Every line of the data that includes "black" should be copied out.

[Point localization data]
------------------------------------------------
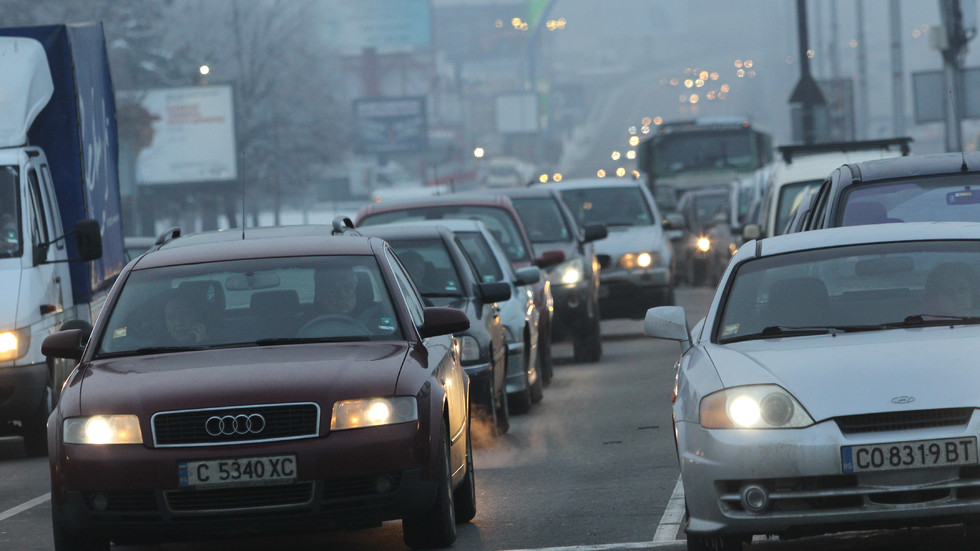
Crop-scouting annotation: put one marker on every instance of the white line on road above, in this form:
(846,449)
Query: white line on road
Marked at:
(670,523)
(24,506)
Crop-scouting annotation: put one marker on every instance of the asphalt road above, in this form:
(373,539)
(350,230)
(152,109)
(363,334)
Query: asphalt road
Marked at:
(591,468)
------------------------------------------------
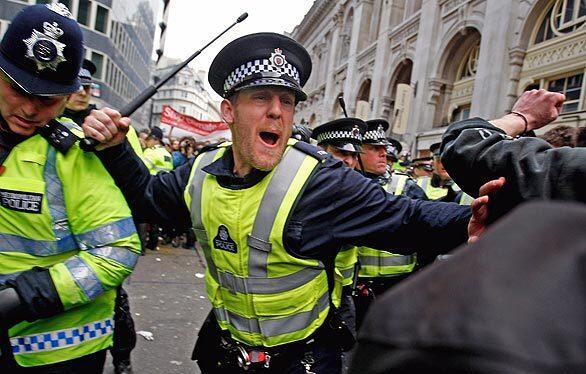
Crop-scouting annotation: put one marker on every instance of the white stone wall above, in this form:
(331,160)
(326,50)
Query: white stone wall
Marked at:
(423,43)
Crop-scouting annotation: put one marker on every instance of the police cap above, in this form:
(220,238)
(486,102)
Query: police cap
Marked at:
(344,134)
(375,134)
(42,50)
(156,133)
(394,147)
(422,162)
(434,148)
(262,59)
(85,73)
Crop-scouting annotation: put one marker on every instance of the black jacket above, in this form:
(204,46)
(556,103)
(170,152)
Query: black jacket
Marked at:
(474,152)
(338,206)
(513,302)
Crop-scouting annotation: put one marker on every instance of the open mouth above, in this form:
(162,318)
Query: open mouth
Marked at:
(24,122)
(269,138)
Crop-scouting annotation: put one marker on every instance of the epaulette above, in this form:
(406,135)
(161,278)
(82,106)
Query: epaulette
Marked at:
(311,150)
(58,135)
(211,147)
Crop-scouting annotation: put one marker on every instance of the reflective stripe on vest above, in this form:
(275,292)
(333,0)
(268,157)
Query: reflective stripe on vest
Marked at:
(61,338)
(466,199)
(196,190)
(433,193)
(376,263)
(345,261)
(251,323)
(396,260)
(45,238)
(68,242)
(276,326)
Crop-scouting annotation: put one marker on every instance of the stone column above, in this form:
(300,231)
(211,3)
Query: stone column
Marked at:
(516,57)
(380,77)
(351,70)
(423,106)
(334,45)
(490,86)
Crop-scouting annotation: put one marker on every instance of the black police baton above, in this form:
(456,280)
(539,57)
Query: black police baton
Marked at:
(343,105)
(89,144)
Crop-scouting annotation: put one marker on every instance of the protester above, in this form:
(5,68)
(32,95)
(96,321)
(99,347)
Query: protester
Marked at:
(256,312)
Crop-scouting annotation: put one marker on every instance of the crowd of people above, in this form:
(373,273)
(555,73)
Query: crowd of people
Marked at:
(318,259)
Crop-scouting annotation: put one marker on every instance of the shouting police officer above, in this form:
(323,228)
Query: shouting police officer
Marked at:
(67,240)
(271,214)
------------------------------------------------
▶ **EXERCISE OUTPUT**:
Crop-scouting annotation: put one marker on every instance of the black jacket above, in this form:
Query: black jacket
Crop-scouting annotation: put one marker on every instance of the black police baton above, in this form:
Query: black police baton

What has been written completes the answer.